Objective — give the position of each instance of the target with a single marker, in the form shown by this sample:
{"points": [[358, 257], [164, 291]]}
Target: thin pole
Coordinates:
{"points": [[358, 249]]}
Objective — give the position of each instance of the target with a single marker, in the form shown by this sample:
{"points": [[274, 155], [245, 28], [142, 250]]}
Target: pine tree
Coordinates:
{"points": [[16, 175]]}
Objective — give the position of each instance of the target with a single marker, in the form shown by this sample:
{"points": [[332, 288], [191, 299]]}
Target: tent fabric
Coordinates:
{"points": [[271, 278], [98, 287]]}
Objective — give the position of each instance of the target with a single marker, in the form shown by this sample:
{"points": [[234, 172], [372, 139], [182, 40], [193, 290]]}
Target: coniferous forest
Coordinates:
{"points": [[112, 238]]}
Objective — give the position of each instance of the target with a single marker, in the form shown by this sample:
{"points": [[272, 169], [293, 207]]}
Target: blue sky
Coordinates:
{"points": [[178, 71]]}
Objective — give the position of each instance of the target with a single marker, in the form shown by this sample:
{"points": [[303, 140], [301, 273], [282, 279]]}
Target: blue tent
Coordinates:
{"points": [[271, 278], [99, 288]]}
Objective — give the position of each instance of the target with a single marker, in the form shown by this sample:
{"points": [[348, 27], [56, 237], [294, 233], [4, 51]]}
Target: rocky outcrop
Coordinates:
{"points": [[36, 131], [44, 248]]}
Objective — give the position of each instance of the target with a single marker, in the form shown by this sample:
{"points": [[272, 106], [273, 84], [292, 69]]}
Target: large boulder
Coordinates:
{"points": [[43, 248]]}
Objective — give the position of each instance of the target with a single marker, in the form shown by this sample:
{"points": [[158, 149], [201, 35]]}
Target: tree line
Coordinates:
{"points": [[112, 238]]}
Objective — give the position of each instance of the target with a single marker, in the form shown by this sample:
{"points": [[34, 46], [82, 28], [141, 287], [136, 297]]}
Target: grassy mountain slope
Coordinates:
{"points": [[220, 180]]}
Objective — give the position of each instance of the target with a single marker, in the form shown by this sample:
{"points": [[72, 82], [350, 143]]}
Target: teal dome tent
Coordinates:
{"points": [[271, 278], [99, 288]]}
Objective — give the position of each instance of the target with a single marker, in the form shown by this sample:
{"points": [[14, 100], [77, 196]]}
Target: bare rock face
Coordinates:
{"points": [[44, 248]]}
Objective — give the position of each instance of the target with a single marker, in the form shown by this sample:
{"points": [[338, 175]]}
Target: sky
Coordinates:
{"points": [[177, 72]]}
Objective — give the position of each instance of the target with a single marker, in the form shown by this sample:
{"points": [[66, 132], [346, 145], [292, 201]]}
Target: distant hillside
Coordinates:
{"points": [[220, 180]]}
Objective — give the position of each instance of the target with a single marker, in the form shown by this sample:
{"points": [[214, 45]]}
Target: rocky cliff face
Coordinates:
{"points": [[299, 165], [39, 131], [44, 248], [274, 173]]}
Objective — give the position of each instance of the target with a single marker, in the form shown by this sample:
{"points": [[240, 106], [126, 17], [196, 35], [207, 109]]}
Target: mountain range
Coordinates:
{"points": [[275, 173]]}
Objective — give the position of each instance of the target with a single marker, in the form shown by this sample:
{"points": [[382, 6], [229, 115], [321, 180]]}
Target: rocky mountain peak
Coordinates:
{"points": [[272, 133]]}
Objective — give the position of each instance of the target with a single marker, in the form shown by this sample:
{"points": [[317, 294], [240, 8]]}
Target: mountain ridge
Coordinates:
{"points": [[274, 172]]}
--
• YOUR ASSIGNMENT
Reproduce the entire listing. Keep every word as it is.

• ANSWER BELOW
Objective — give the position of each instance of the target with a single marker, in the form shown by this sample:
{"points": [[358, 257], [164, 291]]}
Target: thin pole
Coordinates:
{"points": [[358, 249]]}
Objective — give the position of each instance of the target with a single marker, in the form shown by this sample:
{"points": [[274, 155], [245, 28], [142, 250]]}
Target: pine tree
Coordinates:
{"points": [[16, 175]]}
Objective — give the position of each instance of the target with a single marker, in the form shown by this sample:
{"points": [[332, 288], [191, 299]]}
Target: tent fabric
Coordinates:
{"points": [[271, 278], [98, 287]]}
Objective — give the position of each instance of the target with a single marker, in the form shown by this sample:
{"points": [[234, 172], [372, 139], [182, 40], [193, 290]]}
Target: coniferous forest
Coordinates:
{"points": [[112, 238]]}
Objective — give the position of each instance of the target with a single marker, in the form shown by this sample:
{"points": [[272, 169], [293, 207]]}
Target: blue sky
Coordinates:
{"points": [[178, 71]]}
Objective — give the position of each instance of the target with a single marker, in the form shown by this sample:
{"points": [[303, 140], [301, 273], [282, 279]]}
Target: blue tent
Coordinates:
{"points": [[271, 278], [99, 288]]}
Objective — give the position of each instance of the target with a single marker, in the form shown by this sample:
{"points": [[348, 27], [56, 237], [294, 233], [4, 51]]}
Target: rocky outcrop
Coordinates:
{"points": [[36, 131], [44, 248]]}
Objective — give the position of each instance of the target with a single marker, in the form shown by this sample:
{"points": [[272, 106], [273, 84], [292, 69]]}
Target: large boulder
Coordinates:
{"points": [[43, 248]]}
Objective — give the position of each instance of the target with a single marker, in the form shown by this sample:
{"points": [[158, 149], [201, 35]]}
Target: tree line
Coordinates:
{"points": [[112, 238]]}
Objective — give the position of each instance of the target with a single marker, in the form shown by this sample:
{"points": [[34, 46], [82, 28], [141, 287], [136, 297]]}
Target: grassy mountain slope
Coordinates:
{"points": [[220, 180]]}
Objective — give the position of each instance of the target with a single marker, in the form shown by this sample:
{"points": [[72, 82], [350, 143]]}
Target: teal dome tent
Coordinates:
{"points": [[271, 278], [99, 288]]}
Objective — give the position of each instance of the target with a single marker, in the form shown by this sample:
{"points": [[14, 100], [77, 196]]}
Target: bare rock face
Coordinates:
{"points": [[44, 248]]}
Objective — give the position of each instance of the target with a single marker, in the form shown by this sample:
{"points": [[338, 175]]}
Target: sky
Coordinates:
{"points": [[177, 72]]}
Objective — give the position of each instance of the target with a single marker, in the form shown by this sample:
{"points": [[66, 132], [346, 145], [292, 201]]}
Target: distant hillside
Coordinates:
{"points": [[220, 180]]}
Objective — give the position of each instance of the target with a single marker, in the form shown by this sample:
{"points": [[214, 45]]}
Target: rocky cliff face
Coordinates:
{"points": [[299, 165], [39, 131], [44, 248], [274, 173]]}
Objective — give the position of each instance of the target with a single marker, in the form shown by this sample:
{"points": [[240, 106], [126, 17], [196, 35], [207, 109]]}
Target: mountain range
Coordinates:
{"points": [[275, 173]]}
Objective — give the position of each instance of the target with a single marker, in the form shown by this sample:
{"points": [[382, 6], [229, 115], [321, 180]]}
Target: rocky mountain peak
Coordinates:
{"points": [[272, 133]]}
Objective — give the position of each instance of the target with a single marker, in the form shown by this sample:
{"points": [[317, 294], [240, 8]]}
Target: mountain ridge
Coordinates:
{"points": [[274, 172]]}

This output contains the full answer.